Fesser v. Chicago & Illinois Midland Railway Co., 267 Ill. 418 (1915)

April 22, 1915 · Illinois Supreme Court
267 Ill. 418

Henry Fesser, Appellee, vs. The Chicago and Illinois Midland Railway Company, Appellant.

Opinion filed April 22, 1915.

1. Carriers—the contracting carrier is liable for negligence of the connecting carrier. Where a common carrier contracts to deliver goods at a certain destination all connecting carriers become agents for the contracting carrier and it is responsible for their negligence or default.

2. Appeals and errors—when question whether stock yards company was a common carrier is settled. Whether the stock yards company to which the contracting carrier delivered a shipment of hogs was a common carrier is a question which is settled by a judgment of the Appellate Court affirming the judgment of the lower court entered in accordance with the verdict of the jury, if there is any evidence fairly tending to support the judgment.

3. Same—when question of sufficiency or weight of evidence cannot be raised in Supreme Court. On appeal from a judgment of the Appellate Court affirming a judgment of the trial court entered in accordance with the verdict of the jury in a suit at law, the questions whether the evidence is sufficient to support the verdict or whether the verdict is against the weight of the evidence cannot be raised in the Supreme Court.

Appeal from the Appellate Court for the Third District;—heard in that court on appeal from the Circuit Court of Christian county; the Hon. A. M. Rose, Judge, presiding.

Walter M. Provine, for appellant.

J. E. Hogan, and W. B. McBride, for appellee.

Mr. Justice Carter

delivered the opinion of the court:

This was an action brought by appellee in the circuit court of Christian county against the Illinois Central Railroad Company and the appellant, the Chicago and Illinois Midland Railway Company, to. recover damages for loss alleged to have been sustained by reason of alleged dam*419age to stock because of delay in shipment and decline in market. On the trial in the court below the suit was dismissed as to the Illinois Central Railroad Company. The jury returned a verdict for $150 against appellant, upon which judgment was entered by the trial court. On appeal to the Appellate Court that judgment was affirmed. A certificate of importance was granted and this appeal followed.

The evidence shows that the appellee shipped three carloads of hogs on June 2, 1913, from Kincaid over the appellant’s railroad, consigned to the Woodson & Fennewald Live Stock Commission Company, which was located in the National Stock Yards in East St. Louis. The stock was loaded after eleven o’clock in the forenoon. The train carrying the hogs left Kincaid about noon of the same day, and at Pawnee Junction the cars with the hogs were transferred to the Illinois Central railroad about 5 :3o that afternoon. The hogs arrived over the Illinois Central railroad in East St. Louis the next morning about 5 :3o and the cars were placed by the Illinois Central Railroad Company on the tracks of the National Stock Yards Company at 7:50 that morning, about a quarter of a mile from the unloading chutes, where they remained until a little after noon, when they were unloaded at those chutes. The market for that day closed at twelve o’clock noon. Five of the hogs were found dead at the time they were unloaded and others were not in good shape. It is apparent from the evidence that this condition was caused, partially at least, by the heat. The proof tended to show that all the hogs, because of the condition in which they were received, had depreciated in weight, and the appellee was compelled to accept a lower price on a declining market because he could not sell in the forenoon of the day when they arrived in East St. Louis. The proof tends to show that shipments of the same kind from Kincaid, Christian county, to East *420St. Louis, were usually switched and placed at the chutes in question some time between seven and nine o’clock the morning after they were shipped from Kincaid. The National Stock Yards Company owned its own tracks and used its own equipment of engines and men to place the cars left in its yards by the various railroads in the positions where they were to be unloaded. The evidence tends to show that all the hogs that are shipped on cars to be -delivered to the various commission houses in the N ational -Stock Yards at East St. Louis are unloaded from the cars at one chute in said yards, this chute belonging to the National Stock Yards Company.

····················

__EXERCISES TO COMPLETE__
1. According to the Fesser opinion, why is a contracting carrier responsible for the negligence or default of connecting carriers? Respond in one to three sentences.
2. In the Fesser opinion, switch "contracting carrier" to "originating carrier" and reproduce the passage between "1. Carriers—the contracting" and "support the judgment.", inclusive.
The listing is not needed.

····················

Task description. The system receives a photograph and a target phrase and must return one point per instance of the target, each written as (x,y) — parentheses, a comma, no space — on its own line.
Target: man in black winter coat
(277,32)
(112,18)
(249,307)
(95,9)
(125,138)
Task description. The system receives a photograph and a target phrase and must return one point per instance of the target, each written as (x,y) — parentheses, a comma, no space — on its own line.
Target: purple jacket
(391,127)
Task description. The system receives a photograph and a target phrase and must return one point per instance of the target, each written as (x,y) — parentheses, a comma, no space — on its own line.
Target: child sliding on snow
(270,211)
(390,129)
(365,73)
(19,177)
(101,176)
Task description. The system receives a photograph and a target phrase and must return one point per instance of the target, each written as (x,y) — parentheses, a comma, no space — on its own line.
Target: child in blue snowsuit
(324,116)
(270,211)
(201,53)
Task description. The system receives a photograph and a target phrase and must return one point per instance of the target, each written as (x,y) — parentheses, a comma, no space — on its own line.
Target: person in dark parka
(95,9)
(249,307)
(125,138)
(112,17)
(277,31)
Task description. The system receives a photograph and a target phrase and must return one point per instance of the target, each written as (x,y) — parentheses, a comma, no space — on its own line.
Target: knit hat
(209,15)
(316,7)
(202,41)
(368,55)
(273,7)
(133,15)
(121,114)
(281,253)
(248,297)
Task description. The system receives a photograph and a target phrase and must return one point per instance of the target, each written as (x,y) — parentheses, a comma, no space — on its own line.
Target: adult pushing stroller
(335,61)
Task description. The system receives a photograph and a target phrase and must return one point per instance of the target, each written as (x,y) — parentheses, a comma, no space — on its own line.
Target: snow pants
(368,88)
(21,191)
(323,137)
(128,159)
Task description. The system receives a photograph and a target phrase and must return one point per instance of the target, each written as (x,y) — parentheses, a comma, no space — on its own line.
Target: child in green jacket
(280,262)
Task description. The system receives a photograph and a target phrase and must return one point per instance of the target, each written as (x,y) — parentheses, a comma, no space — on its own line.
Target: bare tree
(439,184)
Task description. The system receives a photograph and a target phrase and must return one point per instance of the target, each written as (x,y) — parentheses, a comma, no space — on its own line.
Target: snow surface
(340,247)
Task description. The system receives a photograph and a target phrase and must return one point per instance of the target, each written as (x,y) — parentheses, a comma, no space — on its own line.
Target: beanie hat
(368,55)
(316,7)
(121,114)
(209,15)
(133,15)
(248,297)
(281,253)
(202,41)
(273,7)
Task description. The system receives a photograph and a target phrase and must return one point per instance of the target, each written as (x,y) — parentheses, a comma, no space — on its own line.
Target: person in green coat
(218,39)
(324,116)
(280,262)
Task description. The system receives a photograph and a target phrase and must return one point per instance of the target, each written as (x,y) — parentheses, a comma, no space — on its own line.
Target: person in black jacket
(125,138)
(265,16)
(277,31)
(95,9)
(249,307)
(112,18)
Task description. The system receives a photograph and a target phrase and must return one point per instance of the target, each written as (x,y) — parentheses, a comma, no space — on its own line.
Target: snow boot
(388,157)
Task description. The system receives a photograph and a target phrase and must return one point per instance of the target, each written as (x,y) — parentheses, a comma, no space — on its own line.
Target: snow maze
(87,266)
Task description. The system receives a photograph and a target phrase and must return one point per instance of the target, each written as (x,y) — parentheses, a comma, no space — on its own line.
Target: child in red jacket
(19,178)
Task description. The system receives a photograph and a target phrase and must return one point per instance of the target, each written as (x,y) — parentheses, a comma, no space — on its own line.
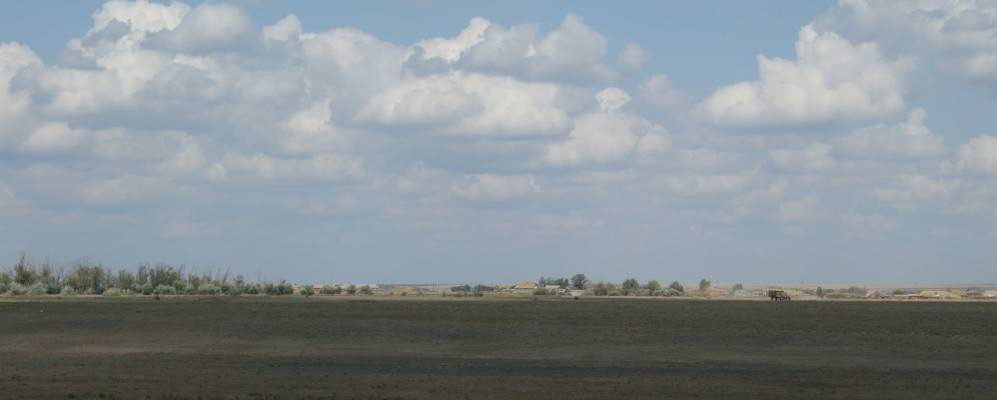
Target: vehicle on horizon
(778,295)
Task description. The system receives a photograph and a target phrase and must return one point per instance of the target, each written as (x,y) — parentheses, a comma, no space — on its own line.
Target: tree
(630,286)
(653,287)
(579,281)
(23,273)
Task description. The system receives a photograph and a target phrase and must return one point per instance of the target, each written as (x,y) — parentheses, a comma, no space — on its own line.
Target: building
(525,287)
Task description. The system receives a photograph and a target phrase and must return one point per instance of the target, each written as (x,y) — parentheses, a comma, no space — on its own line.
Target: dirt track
(514,348)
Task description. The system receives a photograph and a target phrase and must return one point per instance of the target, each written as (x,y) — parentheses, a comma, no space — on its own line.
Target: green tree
(23,273)
(579,281)
(652,287)
(630,286)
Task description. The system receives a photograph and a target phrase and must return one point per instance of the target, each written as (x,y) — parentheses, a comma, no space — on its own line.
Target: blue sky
(491,142)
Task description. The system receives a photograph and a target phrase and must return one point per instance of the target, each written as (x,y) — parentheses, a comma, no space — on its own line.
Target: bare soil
(289,348)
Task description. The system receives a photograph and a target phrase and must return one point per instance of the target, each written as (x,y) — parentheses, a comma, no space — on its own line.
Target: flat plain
(288,348)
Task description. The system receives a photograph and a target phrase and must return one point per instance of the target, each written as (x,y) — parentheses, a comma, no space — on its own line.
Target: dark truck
(778,295)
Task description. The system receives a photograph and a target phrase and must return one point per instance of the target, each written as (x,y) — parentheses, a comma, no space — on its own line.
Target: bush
(17,289)
(38,289)
(164,289)
(208,289)
(330,290)
(253,288)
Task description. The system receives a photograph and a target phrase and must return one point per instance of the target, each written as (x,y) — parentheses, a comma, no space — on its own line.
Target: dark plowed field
(289,348)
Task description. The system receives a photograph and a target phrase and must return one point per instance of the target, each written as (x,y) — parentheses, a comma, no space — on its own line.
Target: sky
(463,141)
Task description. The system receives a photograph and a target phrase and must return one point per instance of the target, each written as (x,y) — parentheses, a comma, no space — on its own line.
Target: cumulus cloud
(954,35)
(208,27)
(906,140)
(496,187)
(816,157)
(573,52)
(979,155)
(831,80)
(53,137)
(632,57)
(608,135)
(469,104)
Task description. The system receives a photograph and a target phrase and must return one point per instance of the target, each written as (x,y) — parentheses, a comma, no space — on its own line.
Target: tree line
(84,278)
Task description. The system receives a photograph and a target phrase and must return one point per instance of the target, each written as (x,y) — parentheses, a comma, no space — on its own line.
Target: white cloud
(469,104)
(806,209)
(632,57)
(451,50)
(832,80)
(286,29)
(955,35)
(496,187)
(815,157)
(208,27)
(53,137)
(13,58)
(906,140)
(572,52)
(611,99)
(140,15)
(607,136)
(321,167)
(658,92)
(979,155)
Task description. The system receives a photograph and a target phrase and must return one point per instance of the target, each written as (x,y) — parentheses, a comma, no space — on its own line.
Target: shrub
(164,289)
(253,288)
(330,289)
(630,287)
(38,289)
(17,289)
(208,289)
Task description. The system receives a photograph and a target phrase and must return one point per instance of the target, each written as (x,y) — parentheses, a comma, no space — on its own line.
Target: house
(933,294)
(524,287)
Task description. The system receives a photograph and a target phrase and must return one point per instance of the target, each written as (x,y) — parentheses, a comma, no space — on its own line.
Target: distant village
(579,286)
(27,278)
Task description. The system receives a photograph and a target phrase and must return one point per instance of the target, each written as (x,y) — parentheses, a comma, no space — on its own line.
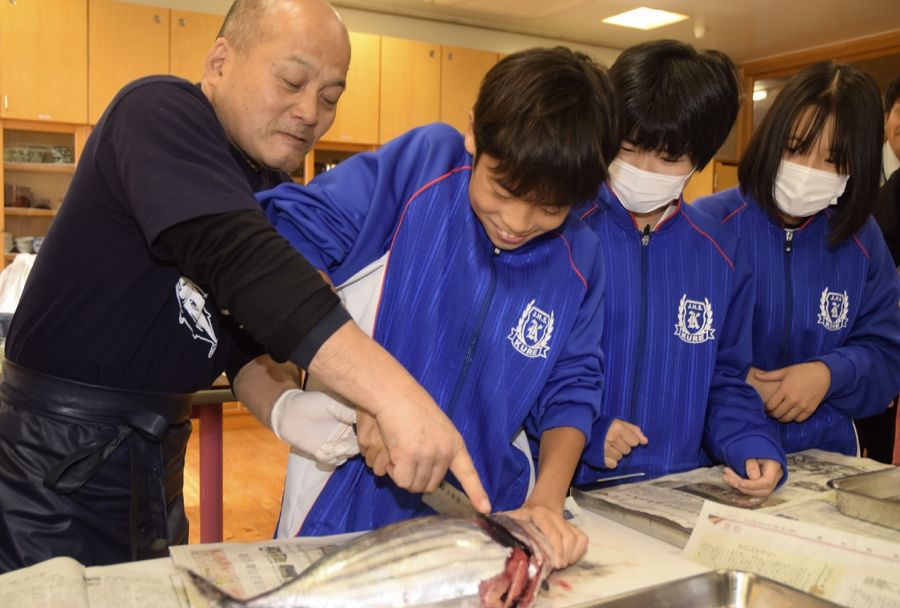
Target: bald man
(160,272)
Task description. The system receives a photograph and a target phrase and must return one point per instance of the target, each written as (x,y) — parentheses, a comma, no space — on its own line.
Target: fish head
(528,566)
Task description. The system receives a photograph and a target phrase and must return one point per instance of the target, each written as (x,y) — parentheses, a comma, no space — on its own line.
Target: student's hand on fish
(802,389)
(423,444)
(371,446)
(765,388)
(620,439)
(568,542)
(763,476)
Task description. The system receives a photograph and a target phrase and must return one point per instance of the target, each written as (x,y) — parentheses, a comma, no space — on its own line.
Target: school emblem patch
(833,309)
(694,324)
(192,313)
(531,336)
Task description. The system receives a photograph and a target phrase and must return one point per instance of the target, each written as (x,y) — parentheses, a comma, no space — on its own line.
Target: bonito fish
(492,561)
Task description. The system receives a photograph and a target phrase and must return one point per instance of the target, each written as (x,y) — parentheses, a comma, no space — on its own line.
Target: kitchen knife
(447,500)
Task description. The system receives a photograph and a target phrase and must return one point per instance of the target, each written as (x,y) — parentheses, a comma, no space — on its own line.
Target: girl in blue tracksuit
(826,328)
(491,291)
(679,289)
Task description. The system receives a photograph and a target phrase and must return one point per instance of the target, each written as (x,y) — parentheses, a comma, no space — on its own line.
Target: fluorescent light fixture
(644,18)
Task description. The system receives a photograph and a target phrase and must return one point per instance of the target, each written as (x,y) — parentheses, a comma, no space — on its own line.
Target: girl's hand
(620,438)
(568,542)
(802,389)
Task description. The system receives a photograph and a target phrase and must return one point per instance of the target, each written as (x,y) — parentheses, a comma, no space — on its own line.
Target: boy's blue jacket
(500,339)
(677,345)
(813,302)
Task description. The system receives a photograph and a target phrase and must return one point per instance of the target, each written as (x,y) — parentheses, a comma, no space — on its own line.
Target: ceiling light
(644,18)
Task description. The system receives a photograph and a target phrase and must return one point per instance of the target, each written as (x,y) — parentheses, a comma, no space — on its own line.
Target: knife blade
(447,500)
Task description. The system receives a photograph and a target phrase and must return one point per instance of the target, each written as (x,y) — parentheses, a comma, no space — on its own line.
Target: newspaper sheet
(617,561)
(846,568)
(63,581)
(667,507)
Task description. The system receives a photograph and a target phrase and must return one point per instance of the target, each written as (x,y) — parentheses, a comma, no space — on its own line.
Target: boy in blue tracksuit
(676,333)
(826,326)
(485,288)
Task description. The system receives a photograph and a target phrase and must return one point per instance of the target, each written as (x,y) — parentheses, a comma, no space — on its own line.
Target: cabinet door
(125,42)
(43,60)
(191,38)
(462,71)
(410,85)
(357,115)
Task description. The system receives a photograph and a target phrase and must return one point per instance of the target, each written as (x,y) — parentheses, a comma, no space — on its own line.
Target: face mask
(802,191)
(642,191)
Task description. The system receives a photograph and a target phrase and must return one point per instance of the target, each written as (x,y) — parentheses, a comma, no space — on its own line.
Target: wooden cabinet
(43,60)
(462,71)
(191,37)
(410,85)
(125,42)
(357,114)
(717,176)
(38,164)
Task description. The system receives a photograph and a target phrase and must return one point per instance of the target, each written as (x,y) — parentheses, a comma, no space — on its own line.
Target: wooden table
(207,407)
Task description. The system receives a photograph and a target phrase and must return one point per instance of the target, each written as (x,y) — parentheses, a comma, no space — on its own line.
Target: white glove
(316,424)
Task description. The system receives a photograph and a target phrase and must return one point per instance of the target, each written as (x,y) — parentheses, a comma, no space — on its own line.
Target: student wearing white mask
(826,327)
(678,292)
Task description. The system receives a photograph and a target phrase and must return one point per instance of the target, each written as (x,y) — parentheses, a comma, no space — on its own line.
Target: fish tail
(216,598)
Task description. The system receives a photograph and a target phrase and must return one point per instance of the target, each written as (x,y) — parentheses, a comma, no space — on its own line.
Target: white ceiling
(745,29)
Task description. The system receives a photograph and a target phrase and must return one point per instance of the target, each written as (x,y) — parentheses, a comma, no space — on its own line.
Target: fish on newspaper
(487,561)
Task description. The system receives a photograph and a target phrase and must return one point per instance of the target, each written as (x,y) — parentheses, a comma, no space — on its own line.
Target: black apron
(88,472)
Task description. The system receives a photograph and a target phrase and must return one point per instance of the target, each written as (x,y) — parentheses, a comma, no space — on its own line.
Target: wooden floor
(253,478)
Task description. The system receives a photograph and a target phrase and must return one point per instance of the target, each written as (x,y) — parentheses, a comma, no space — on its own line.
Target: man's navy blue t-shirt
(104,304)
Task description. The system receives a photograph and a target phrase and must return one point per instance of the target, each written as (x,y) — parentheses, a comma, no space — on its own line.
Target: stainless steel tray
(725,589)
(873,497)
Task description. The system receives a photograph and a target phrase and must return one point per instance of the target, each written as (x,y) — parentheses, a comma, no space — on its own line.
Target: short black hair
(675,99)
(891,94)
(818,93)
(241,24)
(548,116)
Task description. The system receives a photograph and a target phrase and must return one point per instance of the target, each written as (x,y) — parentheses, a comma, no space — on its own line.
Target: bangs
(666,139)
(808,125)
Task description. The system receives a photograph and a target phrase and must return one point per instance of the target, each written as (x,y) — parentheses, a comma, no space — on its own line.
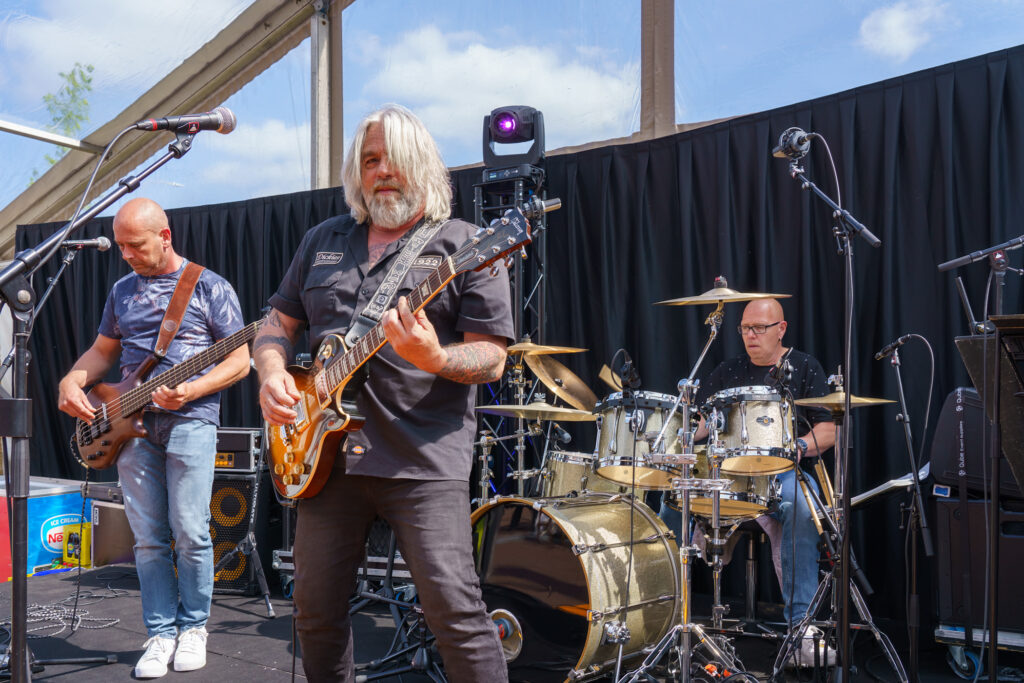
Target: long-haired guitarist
(411,461)
(167,477)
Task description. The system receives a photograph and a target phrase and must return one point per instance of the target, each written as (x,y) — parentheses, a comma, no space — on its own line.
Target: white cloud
(270,158)
(453,80)
(900,30)
(131,44)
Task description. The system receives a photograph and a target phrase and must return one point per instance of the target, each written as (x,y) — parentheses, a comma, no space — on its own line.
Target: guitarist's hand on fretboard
(413,337)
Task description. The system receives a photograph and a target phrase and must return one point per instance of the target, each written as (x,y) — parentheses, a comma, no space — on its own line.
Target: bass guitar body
(301,455)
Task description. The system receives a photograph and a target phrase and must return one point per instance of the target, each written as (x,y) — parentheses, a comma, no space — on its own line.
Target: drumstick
(610,378)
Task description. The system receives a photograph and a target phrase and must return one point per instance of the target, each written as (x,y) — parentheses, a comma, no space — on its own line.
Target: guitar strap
(382,298)
(176,308)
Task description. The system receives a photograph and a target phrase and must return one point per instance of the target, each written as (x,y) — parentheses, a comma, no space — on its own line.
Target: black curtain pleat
(931,162)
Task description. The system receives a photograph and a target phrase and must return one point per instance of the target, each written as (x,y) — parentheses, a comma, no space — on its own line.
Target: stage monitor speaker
(962,563)
(230,506)
(963,438)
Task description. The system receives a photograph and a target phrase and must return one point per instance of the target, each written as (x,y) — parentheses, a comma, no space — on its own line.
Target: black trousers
(431,524)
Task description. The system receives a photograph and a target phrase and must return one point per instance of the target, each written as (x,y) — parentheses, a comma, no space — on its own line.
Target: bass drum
(562,567)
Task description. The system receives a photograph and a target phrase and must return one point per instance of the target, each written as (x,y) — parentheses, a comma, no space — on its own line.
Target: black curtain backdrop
(930,162)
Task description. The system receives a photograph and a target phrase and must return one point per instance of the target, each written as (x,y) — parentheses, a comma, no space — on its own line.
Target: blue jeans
(167,479)
(800,546)
(797,523)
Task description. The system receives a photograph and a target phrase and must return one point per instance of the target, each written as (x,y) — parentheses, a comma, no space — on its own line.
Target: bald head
(142,213)
(142,233)
(767,308)
(764,349)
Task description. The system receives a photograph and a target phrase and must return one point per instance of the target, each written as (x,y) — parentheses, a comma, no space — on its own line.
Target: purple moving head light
(513,124)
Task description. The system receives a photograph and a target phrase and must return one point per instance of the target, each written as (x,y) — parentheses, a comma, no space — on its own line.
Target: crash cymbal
(529,348)
(836,401)
(720,293)
(562,382)
(539,411)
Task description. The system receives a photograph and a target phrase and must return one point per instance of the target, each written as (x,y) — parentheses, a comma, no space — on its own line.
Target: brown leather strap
(176,308)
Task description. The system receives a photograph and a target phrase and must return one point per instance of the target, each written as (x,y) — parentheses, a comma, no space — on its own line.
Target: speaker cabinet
(962,563)
(232,502)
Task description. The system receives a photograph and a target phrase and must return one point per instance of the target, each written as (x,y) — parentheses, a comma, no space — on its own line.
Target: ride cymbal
(562,382)
(720,294)
(539,411)
(836,401)
(529,348)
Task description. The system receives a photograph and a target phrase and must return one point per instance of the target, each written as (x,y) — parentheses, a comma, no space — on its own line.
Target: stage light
(507,125)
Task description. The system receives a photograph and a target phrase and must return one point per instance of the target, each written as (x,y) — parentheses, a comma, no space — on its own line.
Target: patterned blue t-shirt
(136,305)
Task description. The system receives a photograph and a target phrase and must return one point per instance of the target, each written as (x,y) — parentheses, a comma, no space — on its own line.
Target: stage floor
(245,645)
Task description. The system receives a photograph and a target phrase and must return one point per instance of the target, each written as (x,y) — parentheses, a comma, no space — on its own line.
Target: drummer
(762,330)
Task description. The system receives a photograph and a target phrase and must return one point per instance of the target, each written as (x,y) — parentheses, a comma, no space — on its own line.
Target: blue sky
(453,61)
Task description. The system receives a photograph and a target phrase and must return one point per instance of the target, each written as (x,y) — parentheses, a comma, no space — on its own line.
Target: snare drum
(748,498)
(626,429)
(567,471)
(567,567)
(758,437)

····················

__SOLUTIONS IN ORDER__
1. When a common carrier contracts to deliver goods at a certain destination, all connecting carriers become agents for the contracting carrier. For that reason, it is responsible for their negligence or default.

2.
1. Carriers—the originating carrier is liable for negligence of the connecting carrier. Where a common carrier contracts to deliver goods at a certain destination all connecting carriers become agents for the originating carrier and it is responsible for their negligence or default.

2. Appeals and errors—when question whether stock yards company was a common carrier is settled. Whether the stock yards company to which the originating carrier delivered a shipment of hogs was a common carrier is a question which is settled by a judgment of the Appellate Court affirming the judgment of the lower court entered in accordance with the verdict of the jury, if there is any evidence fairly tending to support the judgment.